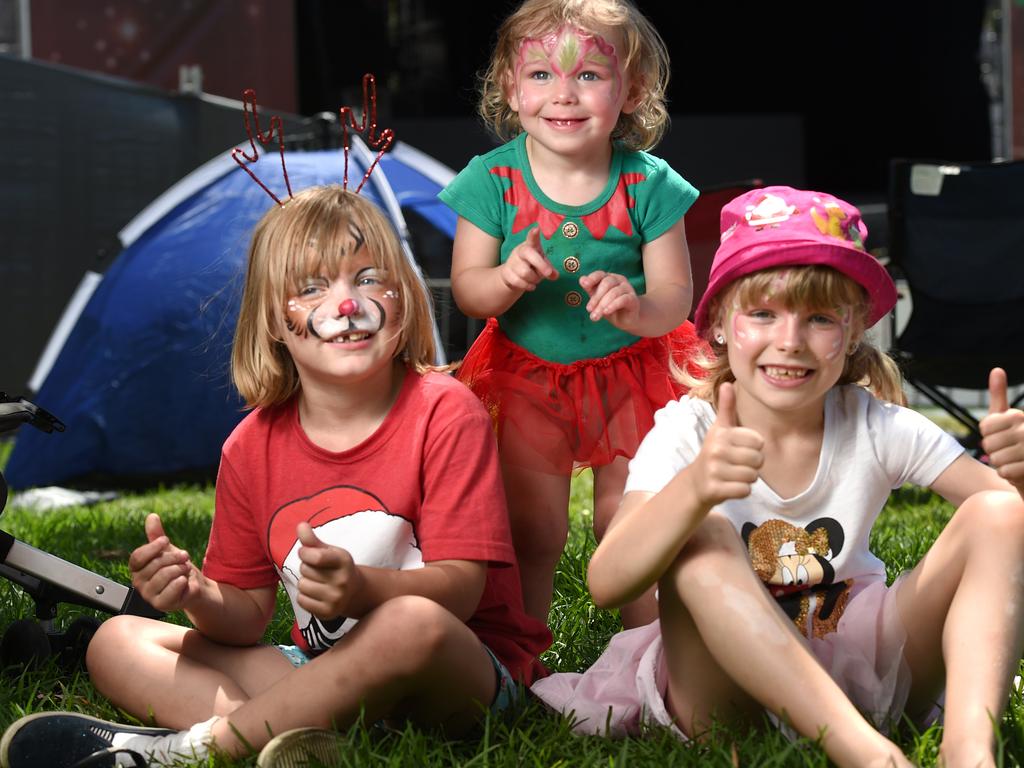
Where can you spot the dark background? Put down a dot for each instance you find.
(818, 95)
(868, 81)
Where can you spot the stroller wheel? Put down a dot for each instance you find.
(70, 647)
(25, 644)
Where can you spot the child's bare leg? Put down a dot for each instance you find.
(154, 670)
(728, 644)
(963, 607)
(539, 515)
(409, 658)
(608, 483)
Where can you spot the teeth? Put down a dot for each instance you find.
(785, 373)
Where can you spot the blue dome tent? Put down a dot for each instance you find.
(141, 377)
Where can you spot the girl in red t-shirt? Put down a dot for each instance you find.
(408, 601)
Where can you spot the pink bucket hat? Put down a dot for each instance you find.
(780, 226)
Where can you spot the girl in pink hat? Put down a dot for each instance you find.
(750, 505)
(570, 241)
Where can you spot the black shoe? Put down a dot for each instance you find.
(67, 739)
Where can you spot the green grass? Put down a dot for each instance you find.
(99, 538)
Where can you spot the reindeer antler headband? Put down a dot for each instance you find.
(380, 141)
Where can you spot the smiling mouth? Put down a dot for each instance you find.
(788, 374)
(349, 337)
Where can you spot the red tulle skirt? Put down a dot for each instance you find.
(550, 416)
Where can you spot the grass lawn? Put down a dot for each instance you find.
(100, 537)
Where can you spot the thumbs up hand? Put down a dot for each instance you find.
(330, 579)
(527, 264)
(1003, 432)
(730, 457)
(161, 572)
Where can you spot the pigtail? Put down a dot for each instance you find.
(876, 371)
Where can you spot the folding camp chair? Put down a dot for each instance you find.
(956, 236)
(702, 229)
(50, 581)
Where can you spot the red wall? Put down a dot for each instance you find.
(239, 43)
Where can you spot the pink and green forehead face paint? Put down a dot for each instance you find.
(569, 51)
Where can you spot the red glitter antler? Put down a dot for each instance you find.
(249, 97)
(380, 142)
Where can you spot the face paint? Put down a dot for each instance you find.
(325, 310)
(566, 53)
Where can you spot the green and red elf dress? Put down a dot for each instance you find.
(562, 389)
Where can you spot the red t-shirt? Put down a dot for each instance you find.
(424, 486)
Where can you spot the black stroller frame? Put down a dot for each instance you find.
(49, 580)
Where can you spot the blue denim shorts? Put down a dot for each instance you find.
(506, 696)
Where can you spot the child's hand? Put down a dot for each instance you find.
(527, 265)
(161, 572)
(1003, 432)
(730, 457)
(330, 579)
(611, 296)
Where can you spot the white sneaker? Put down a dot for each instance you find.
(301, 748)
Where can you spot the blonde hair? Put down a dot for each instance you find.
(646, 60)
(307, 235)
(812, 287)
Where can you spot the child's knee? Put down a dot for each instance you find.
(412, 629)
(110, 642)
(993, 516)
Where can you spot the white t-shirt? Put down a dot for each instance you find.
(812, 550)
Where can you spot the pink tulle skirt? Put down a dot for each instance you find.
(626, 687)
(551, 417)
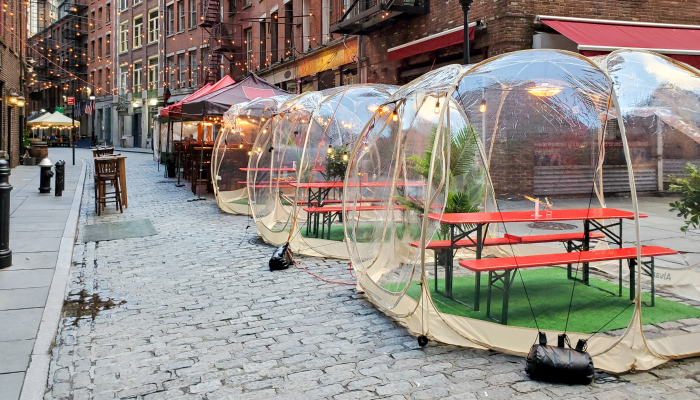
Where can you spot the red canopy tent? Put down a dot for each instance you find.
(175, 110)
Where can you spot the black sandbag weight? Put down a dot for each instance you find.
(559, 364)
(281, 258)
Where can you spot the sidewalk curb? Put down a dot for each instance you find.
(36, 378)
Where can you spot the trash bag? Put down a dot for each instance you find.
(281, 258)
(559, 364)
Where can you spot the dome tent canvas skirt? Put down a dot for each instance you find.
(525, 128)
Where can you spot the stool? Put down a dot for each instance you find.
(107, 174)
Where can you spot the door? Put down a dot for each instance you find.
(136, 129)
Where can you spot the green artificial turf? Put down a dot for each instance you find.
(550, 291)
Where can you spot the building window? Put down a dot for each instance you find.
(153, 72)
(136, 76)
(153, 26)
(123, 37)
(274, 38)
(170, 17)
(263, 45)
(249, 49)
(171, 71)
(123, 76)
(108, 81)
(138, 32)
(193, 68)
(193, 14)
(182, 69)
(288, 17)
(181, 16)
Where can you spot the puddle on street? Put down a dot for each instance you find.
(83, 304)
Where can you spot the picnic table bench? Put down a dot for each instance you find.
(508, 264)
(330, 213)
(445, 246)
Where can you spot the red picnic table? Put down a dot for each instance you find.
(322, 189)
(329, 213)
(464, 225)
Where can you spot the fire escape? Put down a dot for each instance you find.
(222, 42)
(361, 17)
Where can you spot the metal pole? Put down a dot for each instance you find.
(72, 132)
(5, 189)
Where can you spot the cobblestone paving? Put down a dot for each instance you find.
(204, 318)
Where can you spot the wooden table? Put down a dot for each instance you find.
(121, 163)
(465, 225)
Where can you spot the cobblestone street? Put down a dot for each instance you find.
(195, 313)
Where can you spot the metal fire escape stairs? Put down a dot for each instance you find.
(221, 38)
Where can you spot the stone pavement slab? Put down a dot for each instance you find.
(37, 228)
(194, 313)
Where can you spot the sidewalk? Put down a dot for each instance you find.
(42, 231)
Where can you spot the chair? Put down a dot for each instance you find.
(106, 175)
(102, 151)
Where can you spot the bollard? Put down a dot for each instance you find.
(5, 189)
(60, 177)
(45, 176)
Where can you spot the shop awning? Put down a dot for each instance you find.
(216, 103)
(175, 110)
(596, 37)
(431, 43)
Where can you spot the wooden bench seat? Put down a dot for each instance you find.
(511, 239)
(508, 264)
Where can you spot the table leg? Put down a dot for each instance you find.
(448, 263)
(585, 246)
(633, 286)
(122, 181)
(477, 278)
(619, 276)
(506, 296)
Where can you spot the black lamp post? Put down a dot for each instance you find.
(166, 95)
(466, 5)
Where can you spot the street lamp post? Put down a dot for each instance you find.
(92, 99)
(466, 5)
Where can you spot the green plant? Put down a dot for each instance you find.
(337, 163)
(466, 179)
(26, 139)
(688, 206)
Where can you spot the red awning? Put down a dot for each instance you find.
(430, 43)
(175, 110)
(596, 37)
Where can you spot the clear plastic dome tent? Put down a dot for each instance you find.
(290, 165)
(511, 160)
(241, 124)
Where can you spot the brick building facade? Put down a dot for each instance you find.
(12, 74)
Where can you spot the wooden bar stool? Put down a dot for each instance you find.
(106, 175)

────────

| WHAT YOU WILL DO |
Set out exactly the run of lines that begins at the line holding "Where can you spot the black lamp" and ends at the last line of the data.

| RESULT OF THIS TASK |
Where can you spot the black lamp post? Put down a dot for each instance you find.
(166, 95)
(466, 5)
Where can you spot the street lamp post? Put down a dot for each instance you find.
(92, 99)
(466, 5)
Where can you spot the green plant? Put down a dot for each instance you find.
(337, 163)
(466, 179)
(26, 139)
(688, 206)
Where can you spot the red awning? Put down a dot for each instance you find.
(430, 43)
(175, 110)
(596, 37)
Where can you spot the clear plastic dome tent? Put down a dot for each instance you find.
(290, 165)
(511, 160)
(241, 124)
Where can you spot the brick building facade? Put down a dot for each instance you find.
(12, 74)
Where can you spot the wooden bar stool? Put down a dot for each instance you find.
(106, 175)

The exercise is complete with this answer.